►
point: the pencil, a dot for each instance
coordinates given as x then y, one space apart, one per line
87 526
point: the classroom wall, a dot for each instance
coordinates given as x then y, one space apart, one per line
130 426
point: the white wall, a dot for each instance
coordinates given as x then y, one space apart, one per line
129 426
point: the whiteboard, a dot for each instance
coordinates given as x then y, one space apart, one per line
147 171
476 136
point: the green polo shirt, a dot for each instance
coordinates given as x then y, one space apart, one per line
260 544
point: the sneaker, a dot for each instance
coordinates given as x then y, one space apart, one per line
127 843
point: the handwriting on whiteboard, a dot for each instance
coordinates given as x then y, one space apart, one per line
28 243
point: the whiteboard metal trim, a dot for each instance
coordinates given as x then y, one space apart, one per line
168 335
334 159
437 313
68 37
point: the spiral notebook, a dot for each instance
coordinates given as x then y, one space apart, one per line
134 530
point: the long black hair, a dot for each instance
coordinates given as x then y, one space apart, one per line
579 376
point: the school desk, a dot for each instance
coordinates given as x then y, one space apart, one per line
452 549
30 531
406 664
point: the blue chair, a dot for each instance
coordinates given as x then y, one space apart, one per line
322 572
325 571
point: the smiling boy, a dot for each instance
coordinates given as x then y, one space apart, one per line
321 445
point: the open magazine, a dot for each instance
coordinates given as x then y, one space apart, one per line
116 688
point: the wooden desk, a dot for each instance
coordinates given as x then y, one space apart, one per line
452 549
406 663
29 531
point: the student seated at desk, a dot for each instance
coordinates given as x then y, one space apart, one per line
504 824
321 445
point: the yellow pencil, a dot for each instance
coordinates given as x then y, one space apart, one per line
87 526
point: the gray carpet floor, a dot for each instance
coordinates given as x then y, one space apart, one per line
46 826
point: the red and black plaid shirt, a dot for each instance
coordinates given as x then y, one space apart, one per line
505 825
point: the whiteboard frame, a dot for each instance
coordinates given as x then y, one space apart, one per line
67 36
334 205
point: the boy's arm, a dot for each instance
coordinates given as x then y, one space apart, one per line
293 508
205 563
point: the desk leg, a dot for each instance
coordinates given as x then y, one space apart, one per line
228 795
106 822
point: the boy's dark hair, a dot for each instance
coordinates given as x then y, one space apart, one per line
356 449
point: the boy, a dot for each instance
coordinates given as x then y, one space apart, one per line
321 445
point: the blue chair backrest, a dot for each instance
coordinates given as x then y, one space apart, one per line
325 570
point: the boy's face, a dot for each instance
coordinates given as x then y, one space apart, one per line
◄
(TASK TO CARRY OUT) Transcribe the lines from the first line of the records through the line that contains "point: the whiteboard, a", both included, and add nothing else.

(EXERCISE SOLUTION)
point: the pencil, a dot for each instance
coordinates given as x then y, one space apart, one per line
87 526
point: the classroom wall, a dot for each instance
coordinates given as x then y, one space apart, one per line
130 426
point: the white wall, a dot for each instance
coordinates given as x then y, one space apart, one per line
129 426
point: the whiteboard, a dot for each instance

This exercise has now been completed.